INSTRUCTIONS FOR THE TASK =>
Copy word for word everything in the entries below from the line containing "cabin window, place" down to the line containing "x=459 y=194", with both of those lines included.

:: RAW DATA ::

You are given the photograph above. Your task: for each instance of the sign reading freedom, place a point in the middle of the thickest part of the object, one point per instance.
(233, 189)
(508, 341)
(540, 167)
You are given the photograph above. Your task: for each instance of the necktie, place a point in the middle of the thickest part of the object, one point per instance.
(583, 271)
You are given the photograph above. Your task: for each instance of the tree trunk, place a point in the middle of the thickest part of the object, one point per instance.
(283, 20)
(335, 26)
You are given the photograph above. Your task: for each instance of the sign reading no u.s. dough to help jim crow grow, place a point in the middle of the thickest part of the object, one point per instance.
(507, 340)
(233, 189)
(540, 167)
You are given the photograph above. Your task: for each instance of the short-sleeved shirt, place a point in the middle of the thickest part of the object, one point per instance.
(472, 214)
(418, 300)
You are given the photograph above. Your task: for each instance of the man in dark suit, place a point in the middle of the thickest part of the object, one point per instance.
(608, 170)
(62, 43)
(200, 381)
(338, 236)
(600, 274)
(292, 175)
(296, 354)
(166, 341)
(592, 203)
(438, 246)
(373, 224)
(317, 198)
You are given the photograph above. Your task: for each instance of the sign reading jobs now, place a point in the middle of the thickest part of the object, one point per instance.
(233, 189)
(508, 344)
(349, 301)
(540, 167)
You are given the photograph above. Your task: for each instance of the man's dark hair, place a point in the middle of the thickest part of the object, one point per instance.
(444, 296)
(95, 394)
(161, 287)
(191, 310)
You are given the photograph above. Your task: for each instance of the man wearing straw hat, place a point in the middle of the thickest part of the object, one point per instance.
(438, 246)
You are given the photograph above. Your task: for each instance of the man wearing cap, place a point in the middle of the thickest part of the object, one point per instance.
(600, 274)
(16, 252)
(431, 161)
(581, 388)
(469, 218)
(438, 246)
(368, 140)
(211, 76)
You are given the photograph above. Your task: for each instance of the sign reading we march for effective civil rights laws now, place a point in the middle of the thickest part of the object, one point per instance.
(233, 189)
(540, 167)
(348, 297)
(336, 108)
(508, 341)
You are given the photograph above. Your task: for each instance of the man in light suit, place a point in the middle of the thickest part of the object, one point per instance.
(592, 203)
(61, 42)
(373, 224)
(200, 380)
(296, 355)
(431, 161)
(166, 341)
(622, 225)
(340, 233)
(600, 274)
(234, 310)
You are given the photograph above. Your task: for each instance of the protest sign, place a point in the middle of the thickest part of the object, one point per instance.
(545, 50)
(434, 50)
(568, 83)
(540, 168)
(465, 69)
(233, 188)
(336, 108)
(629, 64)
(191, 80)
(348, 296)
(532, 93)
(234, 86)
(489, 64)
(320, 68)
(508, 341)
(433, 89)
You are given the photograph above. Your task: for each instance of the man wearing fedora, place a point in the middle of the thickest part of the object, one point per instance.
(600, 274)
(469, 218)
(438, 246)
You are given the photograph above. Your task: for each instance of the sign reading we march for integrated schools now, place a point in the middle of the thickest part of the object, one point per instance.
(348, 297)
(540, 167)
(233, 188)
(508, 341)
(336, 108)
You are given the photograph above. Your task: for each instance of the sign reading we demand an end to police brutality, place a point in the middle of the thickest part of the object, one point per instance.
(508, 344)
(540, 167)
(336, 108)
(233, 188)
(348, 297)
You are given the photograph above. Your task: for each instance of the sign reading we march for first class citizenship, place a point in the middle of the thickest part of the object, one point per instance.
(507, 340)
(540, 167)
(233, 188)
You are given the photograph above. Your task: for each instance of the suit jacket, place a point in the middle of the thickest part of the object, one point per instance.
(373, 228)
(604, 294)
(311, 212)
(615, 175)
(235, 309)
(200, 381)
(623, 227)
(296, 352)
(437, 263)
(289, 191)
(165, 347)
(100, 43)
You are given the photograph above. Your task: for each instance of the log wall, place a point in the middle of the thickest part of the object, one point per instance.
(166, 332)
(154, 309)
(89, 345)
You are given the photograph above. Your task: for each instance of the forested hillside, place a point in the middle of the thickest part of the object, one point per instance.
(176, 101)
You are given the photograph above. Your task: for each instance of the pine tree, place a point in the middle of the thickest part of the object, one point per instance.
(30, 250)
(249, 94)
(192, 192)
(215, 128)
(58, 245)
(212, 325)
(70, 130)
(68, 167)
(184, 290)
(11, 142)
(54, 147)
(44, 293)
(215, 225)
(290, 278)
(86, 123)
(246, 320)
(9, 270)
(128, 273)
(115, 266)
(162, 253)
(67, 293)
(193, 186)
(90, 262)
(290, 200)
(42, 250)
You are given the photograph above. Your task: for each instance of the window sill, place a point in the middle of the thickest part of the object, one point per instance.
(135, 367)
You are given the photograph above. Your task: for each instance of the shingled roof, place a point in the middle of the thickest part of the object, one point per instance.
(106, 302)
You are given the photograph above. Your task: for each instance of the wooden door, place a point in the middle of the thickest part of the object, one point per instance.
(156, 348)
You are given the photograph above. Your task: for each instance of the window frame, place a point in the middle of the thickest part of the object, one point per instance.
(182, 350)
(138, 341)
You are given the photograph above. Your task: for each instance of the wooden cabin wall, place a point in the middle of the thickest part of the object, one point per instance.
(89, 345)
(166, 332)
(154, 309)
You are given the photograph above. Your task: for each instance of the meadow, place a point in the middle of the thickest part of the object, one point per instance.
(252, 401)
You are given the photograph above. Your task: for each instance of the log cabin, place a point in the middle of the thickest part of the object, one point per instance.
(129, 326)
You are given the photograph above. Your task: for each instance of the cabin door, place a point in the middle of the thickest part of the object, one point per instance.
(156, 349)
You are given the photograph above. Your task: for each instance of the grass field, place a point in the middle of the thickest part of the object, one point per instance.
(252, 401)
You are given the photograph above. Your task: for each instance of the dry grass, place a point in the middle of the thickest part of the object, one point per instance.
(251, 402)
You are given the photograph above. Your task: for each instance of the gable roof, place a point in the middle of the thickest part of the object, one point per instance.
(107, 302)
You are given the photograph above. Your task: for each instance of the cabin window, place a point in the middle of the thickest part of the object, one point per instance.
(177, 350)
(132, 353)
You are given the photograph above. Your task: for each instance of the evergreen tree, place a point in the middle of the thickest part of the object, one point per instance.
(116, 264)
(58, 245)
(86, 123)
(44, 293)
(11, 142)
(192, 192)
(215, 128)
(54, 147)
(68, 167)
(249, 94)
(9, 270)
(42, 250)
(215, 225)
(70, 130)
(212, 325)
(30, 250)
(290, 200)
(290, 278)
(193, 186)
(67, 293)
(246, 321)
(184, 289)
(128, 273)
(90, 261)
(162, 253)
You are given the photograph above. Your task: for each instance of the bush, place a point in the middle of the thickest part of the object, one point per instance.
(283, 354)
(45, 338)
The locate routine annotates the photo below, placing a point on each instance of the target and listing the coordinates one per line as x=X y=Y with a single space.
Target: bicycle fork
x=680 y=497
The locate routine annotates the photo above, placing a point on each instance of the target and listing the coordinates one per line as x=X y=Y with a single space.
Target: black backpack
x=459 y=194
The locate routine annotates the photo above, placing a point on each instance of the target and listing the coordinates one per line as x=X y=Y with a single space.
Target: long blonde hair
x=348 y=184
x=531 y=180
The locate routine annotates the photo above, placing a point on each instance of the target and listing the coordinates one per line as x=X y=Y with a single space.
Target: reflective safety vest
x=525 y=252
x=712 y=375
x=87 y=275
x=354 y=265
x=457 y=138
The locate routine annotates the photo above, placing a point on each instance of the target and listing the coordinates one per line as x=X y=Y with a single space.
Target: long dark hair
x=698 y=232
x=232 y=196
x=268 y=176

:::
:: RAW DATA ::

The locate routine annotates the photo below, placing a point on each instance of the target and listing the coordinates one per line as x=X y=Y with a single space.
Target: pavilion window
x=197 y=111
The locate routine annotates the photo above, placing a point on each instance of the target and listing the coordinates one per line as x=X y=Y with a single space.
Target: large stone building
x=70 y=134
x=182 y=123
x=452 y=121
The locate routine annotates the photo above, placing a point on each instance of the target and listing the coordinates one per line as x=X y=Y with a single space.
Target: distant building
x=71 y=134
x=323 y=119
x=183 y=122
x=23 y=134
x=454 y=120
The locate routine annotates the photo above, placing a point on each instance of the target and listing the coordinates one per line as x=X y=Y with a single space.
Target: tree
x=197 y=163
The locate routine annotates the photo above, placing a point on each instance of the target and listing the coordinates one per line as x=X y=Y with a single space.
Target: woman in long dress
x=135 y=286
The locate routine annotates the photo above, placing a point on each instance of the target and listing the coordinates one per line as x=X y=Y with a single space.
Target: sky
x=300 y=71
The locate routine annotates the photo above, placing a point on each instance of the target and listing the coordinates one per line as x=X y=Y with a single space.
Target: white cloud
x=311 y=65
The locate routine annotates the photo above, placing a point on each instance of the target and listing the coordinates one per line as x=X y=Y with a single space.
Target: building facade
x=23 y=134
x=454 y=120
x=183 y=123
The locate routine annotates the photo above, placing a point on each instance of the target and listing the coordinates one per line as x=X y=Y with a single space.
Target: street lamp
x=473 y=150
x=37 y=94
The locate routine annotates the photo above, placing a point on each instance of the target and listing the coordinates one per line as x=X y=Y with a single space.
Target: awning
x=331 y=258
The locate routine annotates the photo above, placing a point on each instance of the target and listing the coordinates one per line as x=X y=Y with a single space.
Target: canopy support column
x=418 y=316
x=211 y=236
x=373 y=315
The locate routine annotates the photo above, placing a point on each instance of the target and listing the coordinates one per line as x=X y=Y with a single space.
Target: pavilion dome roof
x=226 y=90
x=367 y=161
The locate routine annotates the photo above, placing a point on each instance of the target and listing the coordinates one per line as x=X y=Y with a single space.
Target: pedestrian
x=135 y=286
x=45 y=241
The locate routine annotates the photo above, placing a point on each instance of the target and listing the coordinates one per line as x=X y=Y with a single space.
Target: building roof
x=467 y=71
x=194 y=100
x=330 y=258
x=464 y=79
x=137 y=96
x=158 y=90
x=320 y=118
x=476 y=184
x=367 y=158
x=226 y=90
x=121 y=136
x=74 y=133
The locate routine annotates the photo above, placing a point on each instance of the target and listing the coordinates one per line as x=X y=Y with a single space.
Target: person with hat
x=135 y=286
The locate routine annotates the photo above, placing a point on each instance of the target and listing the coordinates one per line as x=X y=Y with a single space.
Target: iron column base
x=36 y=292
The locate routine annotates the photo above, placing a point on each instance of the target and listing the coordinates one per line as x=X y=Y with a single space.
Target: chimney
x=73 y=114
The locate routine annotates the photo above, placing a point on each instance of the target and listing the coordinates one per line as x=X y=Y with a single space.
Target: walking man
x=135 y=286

:::
:: RAW DATA ::

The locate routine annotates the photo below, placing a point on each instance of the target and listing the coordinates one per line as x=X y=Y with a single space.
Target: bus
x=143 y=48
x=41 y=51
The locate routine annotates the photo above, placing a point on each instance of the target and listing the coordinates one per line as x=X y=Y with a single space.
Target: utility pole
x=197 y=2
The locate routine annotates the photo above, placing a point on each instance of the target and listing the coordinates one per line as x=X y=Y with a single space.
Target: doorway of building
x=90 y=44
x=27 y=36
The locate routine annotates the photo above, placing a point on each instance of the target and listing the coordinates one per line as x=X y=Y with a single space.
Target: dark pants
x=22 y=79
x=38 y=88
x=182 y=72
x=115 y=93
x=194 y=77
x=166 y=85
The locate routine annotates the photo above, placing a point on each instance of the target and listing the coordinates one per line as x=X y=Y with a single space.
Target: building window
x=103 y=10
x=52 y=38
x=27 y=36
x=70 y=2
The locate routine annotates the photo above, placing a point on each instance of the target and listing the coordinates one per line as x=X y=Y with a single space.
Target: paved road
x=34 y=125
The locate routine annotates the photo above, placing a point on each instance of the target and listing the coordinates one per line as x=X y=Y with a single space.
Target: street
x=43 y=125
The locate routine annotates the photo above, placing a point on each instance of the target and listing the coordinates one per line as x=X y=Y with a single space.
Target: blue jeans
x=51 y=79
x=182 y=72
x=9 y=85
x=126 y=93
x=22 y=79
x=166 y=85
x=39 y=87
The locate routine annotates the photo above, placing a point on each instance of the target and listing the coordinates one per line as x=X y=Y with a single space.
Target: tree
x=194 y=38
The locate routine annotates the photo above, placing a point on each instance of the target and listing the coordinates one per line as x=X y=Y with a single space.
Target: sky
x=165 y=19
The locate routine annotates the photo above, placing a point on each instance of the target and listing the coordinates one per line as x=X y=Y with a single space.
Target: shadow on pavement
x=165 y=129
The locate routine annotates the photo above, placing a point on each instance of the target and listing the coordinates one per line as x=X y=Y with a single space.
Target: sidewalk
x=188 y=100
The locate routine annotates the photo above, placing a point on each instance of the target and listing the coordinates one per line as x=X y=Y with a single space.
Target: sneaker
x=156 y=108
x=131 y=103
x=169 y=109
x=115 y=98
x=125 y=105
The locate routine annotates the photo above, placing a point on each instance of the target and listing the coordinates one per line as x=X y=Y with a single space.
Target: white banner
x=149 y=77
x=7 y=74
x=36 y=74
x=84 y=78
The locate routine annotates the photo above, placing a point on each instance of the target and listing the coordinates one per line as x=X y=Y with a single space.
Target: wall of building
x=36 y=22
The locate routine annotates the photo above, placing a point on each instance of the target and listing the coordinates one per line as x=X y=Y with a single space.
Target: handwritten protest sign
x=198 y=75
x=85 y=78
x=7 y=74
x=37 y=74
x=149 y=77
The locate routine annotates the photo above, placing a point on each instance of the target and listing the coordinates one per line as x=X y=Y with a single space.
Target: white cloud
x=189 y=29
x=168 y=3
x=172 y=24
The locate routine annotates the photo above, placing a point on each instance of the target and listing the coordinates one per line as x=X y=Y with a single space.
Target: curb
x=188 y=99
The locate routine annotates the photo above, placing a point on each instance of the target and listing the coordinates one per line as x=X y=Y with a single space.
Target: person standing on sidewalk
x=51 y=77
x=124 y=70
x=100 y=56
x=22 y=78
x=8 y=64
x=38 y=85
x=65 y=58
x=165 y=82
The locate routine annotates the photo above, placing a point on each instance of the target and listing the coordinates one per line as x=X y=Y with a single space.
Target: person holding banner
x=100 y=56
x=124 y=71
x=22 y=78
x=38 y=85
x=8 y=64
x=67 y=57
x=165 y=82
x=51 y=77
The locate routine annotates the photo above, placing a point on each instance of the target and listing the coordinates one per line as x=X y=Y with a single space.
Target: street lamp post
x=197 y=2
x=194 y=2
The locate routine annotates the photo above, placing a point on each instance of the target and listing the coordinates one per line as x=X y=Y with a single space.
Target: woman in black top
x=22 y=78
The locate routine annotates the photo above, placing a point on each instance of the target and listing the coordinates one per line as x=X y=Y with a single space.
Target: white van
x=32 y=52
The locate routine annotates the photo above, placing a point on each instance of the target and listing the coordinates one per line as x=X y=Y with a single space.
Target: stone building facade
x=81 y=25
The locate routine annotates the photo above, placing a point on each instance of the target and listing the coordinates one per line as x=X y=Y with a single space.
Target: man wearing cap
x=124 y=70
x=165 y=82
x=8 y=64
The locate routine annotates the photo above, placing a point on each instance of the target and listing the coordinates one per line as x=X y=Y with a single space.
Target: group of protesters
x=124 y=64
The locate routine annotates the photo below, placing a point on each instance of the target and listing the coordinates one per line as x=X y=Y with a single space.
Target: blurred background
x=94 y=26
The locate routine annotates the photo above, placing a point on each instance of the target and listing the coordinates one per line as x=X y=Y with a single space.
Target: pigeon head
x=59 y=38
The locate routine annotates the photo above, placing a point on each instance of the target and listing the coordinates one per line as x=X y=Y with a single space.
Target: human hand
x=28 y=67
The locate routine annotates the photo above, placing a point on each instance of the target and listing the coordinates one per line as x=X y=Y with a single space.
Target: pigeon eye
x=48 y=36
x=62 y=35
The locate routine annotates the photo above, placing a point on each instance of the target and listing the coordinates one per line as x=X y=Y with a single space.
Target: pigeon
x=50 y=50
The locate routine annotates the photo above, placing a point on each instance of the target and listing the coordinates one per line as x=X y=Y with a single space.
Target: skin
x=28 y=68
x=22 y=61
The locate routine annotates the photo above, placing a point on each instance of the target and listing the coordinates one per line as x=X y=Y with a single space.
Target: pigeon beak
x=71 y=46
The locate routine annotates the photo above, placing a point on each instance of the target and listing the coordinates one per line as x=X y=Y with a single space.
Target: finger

:::

CORRECT RESULT =>
You are given the photograph above. Your task: for each instance of the cabin window, place a point in the middle of the thickest part of the object, one point per instance.
(177, 350)
(132, 353)
You are given the photograph above. Your task: for each instance of the evergreen tree, place a point in the middle of the thickest part of the object, one point per instance.
(116, 264)
(58, 245)
(86, 123)
(44, 293)
(11, 142)
(192, 192)
(215, 128)
(54, 147)
(68, 167)
(249, 94)
(9, 270)
(42, 250)
(215, 225)
(70, 130)
(212, 325)
(30, 250)
(290, 200)
(290, 278)
(193, 186)
(67, 293)
(246, 321)
(184, 289)
(128, 273)
(90, 261)
(162, 253)
You are given the photograph above. Your task: for each instance of the bush, place a point in the middle of the thickest part of the object, one point per instance.
(283, 354)
(45, 338)
The locate routine annotates the photo below, placing a point on each instance of the target and listing the coordinates one per line as x=X y=Y with a single space.
Target: bicycle fork
x=680 y=497
The locate routine annotates the photo above, placing a point on each instance of the target and listing the coordinates one per line as x=X y=Y with a single space.
Target: black backpack
x=459 y=194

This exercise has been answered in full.